• [Exercise goal] From the article about Kendra Scott's change in leadership, copy out word for word the passage that begins with the words containing "Kendra Scott currently" and ends with "set in 2019.".

• [Document text]
--- START ---

Kendra Scott has made changes to its top leadership. Namesake founder Kendra Scott has stepped down as chief executive officer and handed the baton to current brand president Tom Nolan, who first joined the company as a board member in 2014 and rose to president in 2019. Scott remains the company’s majority shareholder and will still serve as executive chairwoman, while focusing on the company’s product offering, customer experience and philanthropic efforts. Kendra Scott employees were notified of the changes, which are effective immediately, in a staff call this afternoon.
Scott and Nolan are aware that the shake-up may appear profound, but say that little will change in the way day-to-day business is conducted.
“I have been CEO for 20 years but over last six or seven years, Tom and I have been able to work together and forge not just a great partnership in business, but also an incredible friendship. I always thought this day would come… it’s an exciting time for the company and I know he is the right man for the job — there is no one else I would feel comfortable stepping into that role,” Scott told media.
“After 20 years of being CEO, I can focus on other projects. I’ll be focusing on the philanthropy that continues to propel our company forward. I am the majority shareholder of this company and executive chairwoman, I will continue to lead our customer experience and design which has always been my happy place,” Scott added.
Nolan said that throughout his experience at companies including Ralph Lauren and Condé Nast, “I have been part of CEO successions. I think a lot of time it leads to a seismic shift and people run around, not knowing a lot about the company’s new direction. I can say that will not be the case [at Kendra Scott], we will continue on with what we have done. On a day-to-day basis not much will change. We are a really flat organization and focus on empowering our leaders to make the best decisions.”
Scott famously started her company in 2002 out of a spare bedroom with $500 of seed money. By 2016, the company reached a valuation in excess of $1 billion with a sizeable investment from Berkshire Partners.
Kendra Scott currently operates a stable of 112 stores. The brand says it has attracted 50 percent new customers to its web store during the pandemic and surpassed company-wide sales records set in 2019.

--- END ---

• [Data for review]
--- START ---

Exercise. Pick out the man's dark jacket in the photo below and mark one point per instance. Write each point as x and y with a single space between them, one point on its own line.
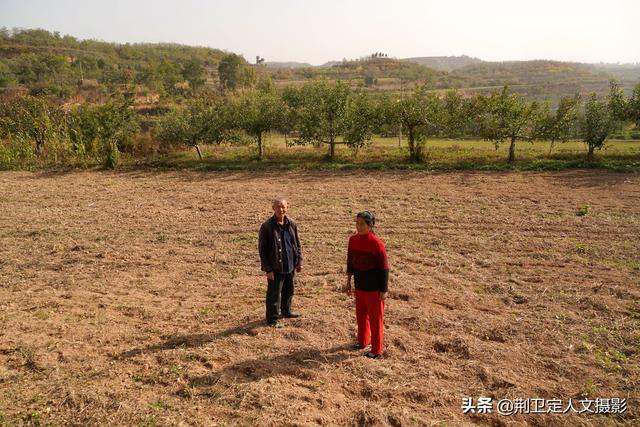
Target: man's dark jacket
271 246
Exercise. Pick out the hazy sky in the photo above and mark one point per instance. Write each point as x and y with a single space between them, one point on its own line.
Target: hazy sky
319 31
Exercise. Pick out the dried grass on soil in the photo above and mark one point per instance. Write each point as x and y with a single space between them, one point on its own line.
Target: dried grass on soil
136 298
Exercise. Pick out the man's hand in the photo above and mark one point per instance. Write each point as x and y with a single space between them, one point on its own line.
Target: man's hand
347 287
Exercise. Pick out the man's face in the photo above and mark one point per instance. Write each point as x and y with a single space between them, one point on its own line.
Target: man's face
361 226
280 209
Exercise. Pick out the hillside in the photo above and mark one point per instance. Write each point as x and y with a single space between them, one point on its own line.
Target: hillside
444 63
42 62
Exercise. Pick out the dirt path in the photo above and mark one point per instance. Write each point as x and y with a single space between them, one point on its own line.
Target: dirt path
136 298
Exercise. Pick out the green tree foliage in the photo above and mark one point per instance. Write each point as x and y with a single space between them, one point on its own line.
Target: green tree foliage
506 117
321 113
561 125
633 106
205 119
31 119
258 112
103 130
457 115
194 73
421 115
361 119
597 123
617 102
235 73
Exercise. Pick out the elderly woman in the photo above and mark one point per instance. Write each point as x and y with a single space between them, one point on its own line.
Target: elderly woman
367 263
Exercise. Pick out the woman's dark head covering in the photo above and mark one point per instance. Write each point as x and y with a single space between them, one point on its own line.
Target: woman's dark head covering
367 217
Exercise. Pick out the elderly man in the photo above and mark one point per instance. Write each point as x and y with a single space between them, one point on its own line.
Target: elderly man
280 258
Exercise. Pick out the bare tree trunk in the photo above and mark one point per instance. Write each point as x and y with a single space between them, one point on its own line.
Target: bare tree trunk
39 147
512 151
332 147
412 145
260 147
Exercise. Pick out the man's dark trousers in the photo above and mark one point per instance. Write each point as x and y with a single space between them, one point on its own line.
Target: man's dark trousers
279 296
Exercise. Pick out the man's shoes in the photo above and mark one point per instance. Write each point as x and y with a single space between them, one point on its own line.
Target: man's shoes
373 356
292 315
276 325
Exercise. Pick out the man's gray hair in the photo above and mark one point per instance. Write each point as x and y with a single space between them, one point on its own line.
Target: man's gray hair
278 200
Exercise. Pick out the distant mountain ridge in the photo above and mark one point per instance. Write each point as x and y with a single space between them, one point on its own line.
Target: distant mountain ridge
444 63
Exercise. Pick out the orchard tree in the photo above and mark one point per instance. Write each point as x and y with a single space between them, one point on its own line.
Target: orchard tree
618 105
257 113
597 123
420 114
322 112
108 128
360 120
204 120
633 106
506 117
457 115
561 125
31 119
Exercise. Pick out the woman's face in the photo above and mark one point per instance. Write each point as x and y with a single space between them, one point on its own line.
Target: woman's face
361 226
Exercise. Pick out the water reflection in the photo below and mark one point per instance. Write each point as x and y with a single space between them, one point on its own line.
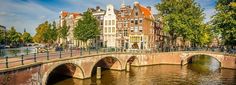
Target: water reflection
12 52
203 70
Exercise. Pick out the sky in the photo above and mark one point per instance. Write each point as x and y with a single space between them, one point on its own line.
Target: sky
28 14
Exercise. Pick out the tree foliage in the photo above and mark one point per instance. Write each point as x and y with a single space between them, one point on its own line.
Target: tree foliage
86 28
224 22
13 36
41 33
183 18
64 31
2 37
26 37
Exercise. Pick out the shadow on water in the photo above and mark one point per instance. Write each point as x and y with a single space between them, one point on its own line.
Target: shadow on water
61 73
203 70
204 64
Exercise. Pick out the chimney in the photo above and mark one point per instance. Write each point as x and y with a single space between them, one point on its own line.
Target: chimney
149 8
97 7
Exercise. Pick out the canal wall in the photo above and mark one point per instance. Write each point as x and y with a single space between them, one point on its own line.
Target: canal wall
159 58
34 74
178 58
24 76
228 62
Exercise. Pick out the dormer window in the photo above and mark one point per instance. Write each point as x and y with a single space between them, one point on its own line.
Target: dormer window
136 13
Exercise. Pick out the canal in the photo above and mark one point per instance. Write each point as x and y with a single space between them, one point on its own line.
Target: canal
202 70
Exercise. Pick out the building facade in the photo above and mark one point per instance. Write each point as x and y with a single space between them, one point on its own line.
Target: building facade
142 30
99 14
109 27
70 19
123 26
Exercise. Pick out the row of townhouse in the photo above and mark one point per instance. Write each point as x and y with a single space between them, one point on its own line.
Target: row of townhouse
127 28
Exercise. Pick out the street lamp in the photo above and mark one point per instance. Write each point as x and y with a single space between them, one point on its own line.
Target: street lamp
4 39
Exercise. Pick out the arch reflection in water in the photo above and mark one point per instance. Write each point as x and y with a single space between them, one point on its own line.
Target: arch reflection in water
62 72
203 64
165 75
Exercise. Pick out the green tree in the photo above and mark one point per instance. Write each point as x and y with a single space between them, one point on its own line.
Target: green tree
224 22
26 37
54 32
41 35
86 28
13 36
183 18
64 32
2 38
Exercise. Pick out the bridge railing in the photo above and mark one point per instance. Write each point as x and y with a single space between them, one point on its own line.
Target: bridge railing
19 60
25 59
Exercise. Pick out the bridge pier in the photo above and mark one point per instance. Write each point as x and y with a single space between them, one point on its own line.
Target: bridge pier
128 67
98 72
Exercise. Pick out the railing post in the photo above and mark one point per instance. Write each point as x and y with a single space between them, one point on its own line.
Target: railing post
47 55
89 51
81 51
6 62
35 57
60 54
70 52
22 59
27 51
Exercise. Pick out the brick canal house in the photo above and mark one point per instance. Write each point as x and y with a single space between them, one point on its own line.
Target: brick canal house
99 14
70 19
127 28
109 27
136 28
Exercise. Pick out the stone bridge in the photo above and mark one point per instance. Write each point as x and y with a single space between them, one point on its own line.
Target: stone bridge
83 66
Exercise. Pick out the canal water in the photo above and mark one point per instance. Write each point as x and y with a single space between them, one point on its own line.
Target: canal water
14 52
203 70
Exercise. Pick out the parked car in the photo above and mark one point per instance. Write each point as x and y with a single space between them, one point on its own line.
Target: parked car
58 48
41 50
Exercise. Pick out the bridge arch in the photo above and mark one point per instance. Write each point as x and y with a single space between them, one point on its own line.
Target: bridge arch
132 59
115 61
79 71
187 58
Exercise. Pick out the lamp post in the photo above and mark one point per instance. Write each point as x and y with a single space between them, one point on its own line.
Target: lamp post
5 41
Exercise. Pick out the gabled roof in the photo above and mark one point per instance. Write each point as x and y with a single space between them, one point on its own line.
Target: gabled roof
145 11
64 13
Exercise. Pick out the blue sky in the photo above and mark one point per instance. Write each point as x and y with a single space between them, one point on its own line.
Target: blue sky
29 14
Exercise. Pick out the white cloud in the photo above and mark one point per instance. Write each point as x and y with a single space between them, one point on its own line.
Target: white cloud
23 15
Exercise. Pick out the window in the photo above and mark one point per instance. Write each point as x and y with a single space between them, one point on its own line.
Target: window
140 20
105 22
140 29
135 29
132 21
105 30
132 29
113 22
136 13
109 29
125 33
101 23
113 29
109 22
136 21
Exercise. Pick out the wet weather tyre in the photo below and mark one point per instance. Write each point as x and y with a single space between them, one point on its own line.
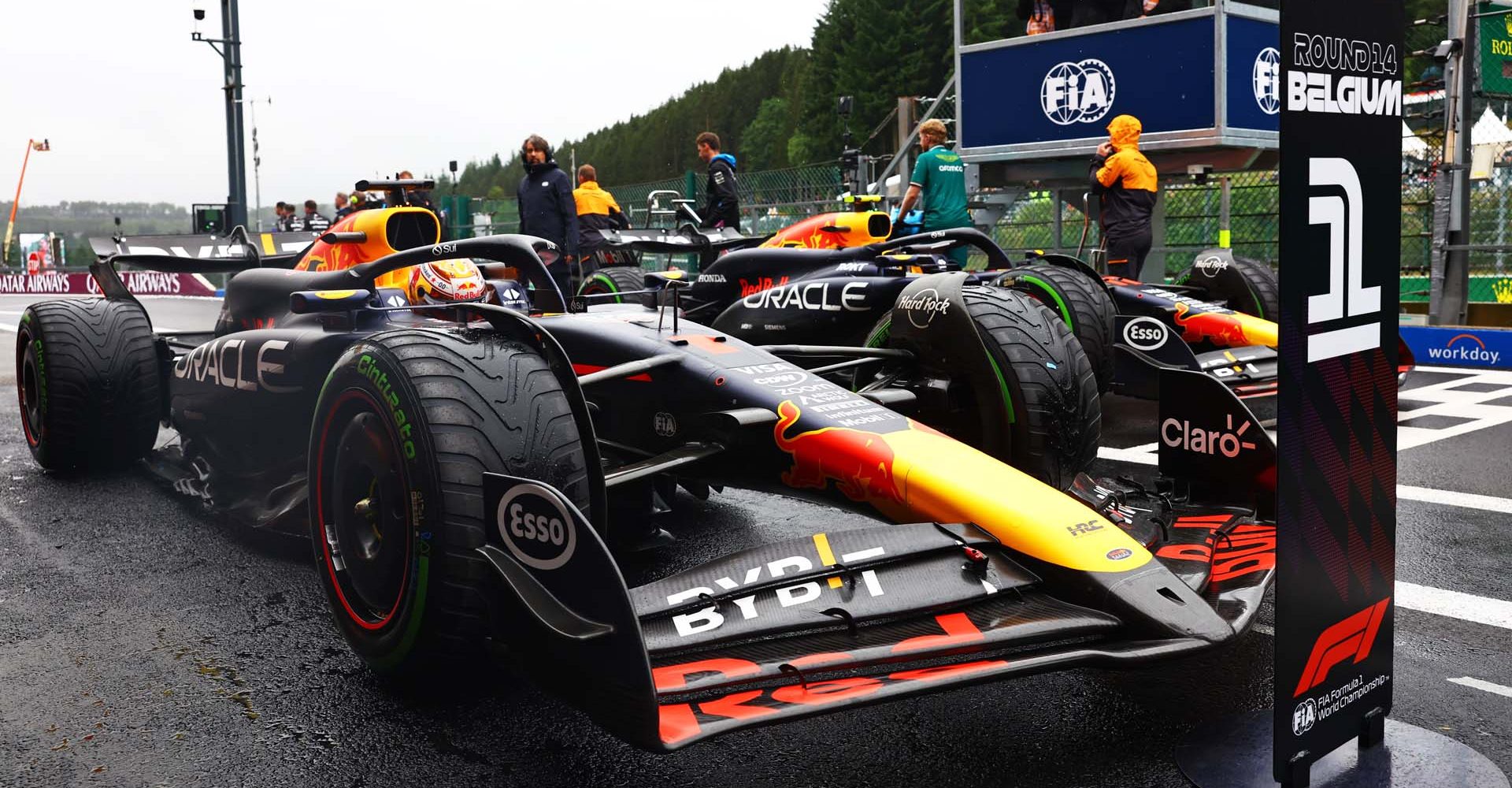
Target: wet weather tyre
1083 303
1254 288
613 281
90 383
404 430
1047 383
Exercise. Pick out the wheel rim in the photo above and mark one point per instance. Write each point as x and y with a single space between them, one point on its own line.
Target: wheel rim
365 513
31 394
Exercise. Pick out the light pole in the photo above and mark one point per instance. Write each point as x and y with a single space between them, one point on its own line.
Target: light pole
31 146
258 159
235 144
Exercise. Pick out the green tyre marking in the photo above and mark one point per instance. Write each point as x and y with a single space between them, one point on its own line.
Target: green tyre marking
41 380
1002 386
1060 304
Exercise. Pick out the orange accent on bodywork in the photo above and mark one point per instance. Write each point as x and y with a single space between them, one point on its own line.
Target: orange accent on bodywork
1225 329
340 256
859 462
808 233
678 723
959 631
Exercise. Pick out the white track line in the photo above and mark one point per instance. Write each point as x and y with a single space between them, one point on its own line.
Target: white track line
1428 495
1405 492
1487 686
1455 604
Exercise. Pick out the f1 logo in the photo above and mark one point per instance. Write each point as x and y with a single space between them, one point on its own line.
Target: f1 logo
1352 637
1346 255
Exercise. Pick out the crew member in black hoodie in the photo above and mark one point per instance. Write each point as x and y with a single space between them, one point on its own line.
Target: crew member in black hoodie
723 207
548 209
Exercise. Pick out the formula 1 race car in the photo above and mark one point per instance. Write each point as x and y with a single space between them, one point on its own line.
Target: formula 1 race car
461 455
1217 318
833 277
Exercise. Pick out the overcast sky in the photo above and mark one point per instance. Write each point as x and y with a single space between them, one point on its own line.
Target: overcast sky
133 108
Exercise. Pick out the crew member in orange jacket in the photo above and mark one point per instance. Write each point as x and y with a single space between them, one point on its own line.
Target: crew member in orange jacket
1125 180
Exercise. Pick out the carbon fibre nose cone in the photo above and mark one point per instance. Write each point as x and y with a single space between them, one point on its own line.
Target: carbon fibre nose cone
1153 600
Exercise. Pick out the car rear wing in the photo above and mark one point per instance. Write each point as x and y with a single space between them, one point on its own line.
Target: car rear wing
705 243
784 631
191 255
268 248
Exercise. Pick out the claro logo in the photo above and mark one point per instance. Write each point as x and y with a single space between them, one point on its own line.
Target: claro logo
1352 637
1181 434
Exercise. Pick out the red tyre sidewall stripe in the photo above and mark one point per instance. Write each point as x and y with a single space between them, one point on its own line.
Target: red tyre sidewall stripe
320 498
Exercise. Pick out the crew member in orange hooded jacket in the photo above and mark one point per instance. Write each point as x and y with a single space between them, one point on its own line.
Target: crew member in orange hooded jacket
1125 180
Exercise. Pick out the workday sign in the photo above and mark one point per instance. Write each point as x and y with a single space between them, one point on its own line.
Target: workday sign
1459 347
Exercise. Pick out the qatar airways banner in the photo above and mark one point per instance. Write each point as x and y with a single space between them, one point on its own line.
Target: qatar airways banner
138 281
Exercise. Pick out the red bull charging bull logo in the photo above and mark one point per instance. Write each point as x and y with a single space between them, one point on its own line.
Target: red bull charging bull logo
859 462
1221 329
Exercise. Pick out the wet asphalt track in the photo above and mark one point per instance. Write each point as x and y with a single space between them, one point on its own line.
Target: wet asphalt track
143 643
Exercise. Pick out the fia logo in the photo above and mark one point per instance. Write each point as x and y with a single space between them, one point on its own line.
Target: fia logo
1304 716
1077 93
1266 80
1343 214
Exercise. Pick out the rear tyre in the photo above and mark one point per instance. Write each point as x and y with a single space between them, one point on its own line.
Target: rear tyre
1254 291
613 281
90 383
406 427
1081 303
1048 391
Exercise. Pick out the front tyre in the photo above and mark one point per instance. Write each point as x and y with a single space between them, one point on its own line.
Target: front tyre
1080 301
406 427
1045 383
90 385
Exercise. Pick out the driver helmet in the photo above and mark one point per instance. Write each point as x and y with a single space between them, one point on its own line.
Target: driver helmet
445 281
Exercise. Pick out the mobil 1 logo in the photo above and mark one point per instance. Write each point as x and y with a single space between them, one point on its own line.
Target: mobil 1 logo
536 526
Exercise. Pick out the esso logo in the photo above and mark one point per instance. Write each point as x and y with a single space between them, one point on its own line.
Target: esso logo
1266 80
1077 93
1145 333
536 526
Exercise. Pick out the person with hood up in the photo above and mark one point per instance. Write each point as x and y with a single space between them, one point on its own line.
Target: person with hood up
723 207
596 212
1128 187
548 207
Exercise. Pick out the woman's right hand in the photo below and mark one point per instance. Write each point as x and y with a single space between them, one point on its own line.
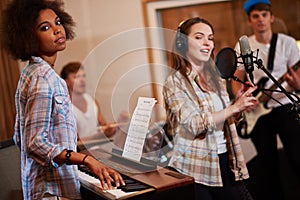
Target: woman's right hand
245 100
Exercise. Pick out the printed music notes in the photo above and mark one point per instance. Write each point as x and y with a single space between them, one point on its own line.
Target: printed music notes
138 128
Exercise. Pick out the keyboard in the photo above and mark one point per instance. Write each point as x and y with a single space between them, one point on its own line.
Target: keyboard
132 187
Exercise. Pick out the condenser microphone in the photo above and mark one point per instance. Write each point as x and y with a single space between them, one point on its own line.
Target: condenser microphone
247 55
226 64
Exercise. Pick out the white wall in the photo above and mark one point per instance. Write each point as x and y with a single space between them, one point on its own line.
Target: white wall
111 44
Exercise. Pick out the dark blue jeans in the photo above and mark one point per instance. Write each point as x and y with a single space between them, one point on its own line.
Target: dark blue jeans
278 121
230 190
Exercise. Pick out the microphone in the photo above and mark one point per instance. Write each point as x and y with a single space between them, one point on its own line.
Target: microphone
246 54
226 63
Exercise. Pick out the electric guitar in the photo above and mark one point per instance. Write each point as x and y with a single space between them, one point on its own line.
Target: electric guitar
245 127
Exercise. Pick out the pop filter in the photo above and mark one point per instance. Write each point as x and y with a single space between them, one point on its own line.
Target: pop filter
226 62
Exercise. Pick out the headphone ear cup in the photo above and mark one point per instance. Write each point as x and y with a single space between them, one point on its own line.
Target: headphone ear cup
181 42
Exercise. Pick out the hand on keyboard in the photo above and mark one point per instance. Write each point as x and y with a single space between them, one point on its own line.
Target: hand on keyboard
107 176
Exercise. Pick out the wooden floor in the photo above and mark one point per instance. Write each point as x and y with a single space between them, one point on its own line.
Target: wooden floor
291 186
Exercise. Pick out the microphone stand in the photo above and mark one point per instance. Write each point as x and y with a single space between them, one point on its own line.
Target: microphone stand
295 105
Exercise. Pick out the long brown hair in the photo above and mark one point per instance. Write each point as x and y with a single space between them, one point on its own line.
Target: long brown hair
181 64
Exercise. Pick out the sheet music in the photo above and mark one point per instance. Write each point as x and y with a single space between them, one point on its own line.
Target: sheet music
138 128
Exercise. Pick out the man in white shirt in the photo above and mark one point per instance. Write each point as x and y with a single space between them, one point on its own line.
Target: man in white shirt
279 120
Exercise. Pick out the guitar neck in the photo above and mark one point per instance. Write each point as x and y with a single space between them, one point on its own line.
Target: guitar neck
266 96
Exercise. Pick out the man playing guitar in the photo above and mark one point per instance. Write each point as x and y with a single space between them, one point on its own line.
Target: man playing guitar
278 120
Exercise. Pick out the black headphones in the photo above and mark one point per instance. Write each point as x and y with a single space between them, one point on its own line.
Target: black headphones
181 42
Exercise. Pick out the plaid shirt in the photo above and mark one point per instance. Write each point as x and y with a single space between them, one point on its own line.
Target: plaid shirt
190 120
44 127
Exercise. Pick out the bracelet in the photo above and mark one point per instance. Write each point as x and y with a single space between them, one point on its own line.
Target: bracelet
68 155
82 162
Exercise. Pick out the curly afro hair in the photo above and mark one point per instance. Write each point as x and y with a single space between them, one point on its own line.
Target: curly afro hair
19 21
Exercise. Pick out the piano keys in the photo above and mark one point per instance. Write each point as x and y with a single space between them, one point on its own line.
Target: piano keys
148 183
132 188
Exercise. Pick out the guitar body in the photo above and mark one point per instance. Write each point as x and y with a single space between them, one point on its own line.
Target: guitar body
245 127
252 116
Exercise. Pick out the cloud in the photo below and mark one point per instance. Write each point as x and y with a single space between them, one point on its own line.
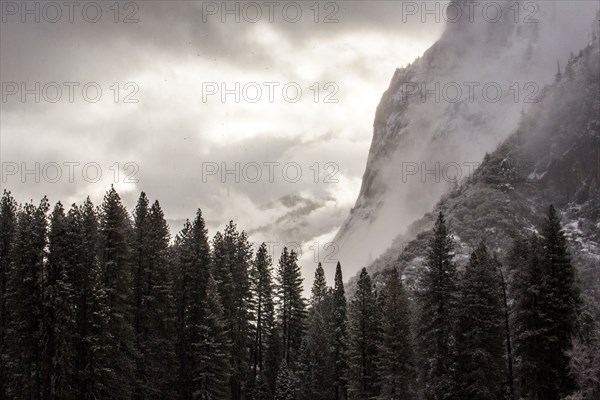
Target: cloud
163 141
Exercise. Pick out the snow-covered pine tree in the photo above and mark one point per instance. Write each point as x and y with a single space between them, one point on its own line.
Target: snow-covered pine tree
212 371
396 367
24 302
154 306
287 384
8 227
364 336
195 315
437 311
292 306
115 262
480 334
232 259
564 299
58 321
338 329
263 313
316 361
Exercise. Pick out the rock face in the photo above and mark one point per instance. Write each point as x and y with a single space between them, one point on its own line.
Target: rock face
552 157
443 112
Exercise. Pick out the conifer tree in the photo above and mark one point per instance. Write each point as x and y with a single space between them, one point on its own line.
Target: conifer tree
530 295
115 262
339 336
88 300
437 312
315 370
203 360
564 299
364 336
58 322
232 258
154 306
211 374
287 384
292 307
264 318
547 305
396 362
24 303
8 227
480 330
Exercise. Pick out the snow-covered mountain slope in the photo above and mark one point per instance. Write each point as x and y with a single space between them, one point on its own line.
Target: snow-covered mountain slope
415 130
553 157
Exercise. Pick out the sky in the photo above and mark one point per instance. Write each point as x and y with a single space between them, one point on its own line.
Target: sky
256 112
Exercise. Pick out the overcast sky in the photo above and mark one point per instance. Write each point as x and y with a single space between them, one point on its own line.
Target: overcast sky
171 60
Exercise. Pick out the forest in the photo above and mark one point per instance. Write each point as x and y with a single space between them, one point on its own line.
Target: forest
98 303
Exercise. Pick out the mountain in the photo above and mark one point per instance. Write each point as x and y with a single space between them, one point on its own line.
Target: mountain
552 157
414 132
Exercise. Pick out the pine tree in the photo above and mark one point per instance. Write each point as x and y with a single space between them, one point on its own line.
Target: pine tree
212 372
437 311
232 258
396 363
8 228
24 303
58 322
292 307
339 336
83 275
480 330
264 319
115 262
154 306
315 370
364 333
564 299
262 389
287 384
547 304
530 292
198 316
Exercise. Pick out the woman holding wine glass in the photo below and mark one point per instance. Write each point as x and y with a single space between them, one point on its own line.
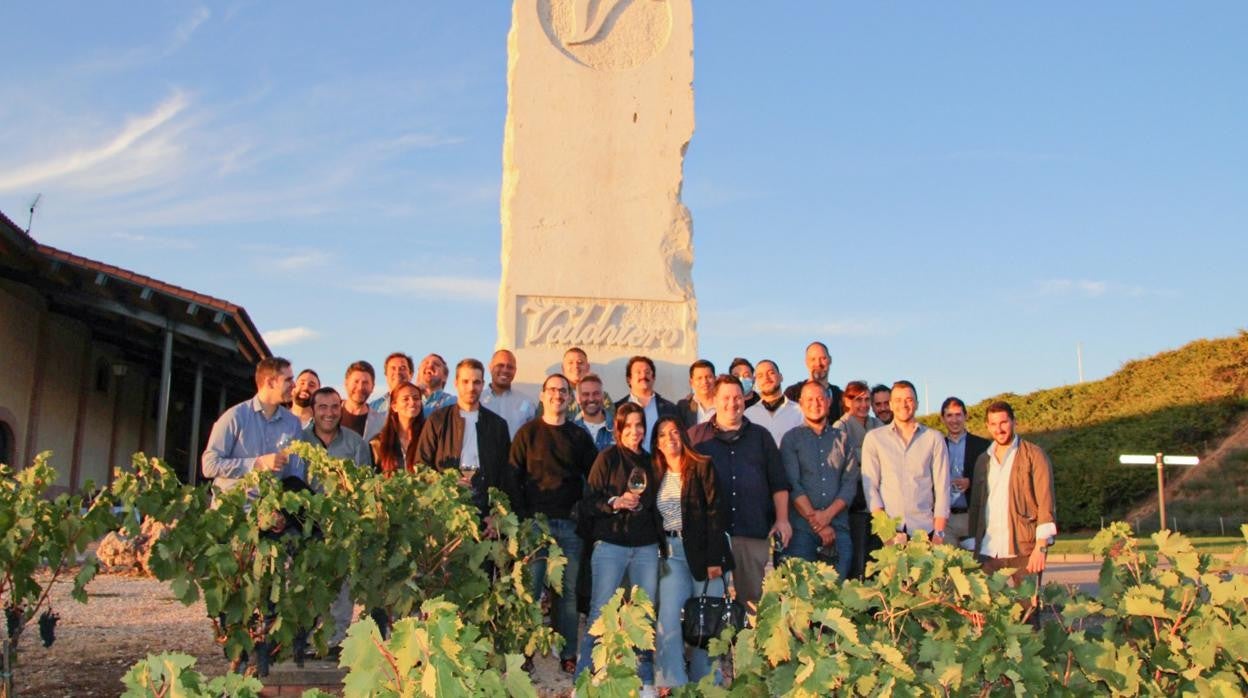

--- END ---

• [Answer for the task]
Kendra Scott currently operates a stable of 112 stores. The brand says it has attracted 50 percent new customers to its web store during the pandemic and surpassed company-wide sales records set in 2019.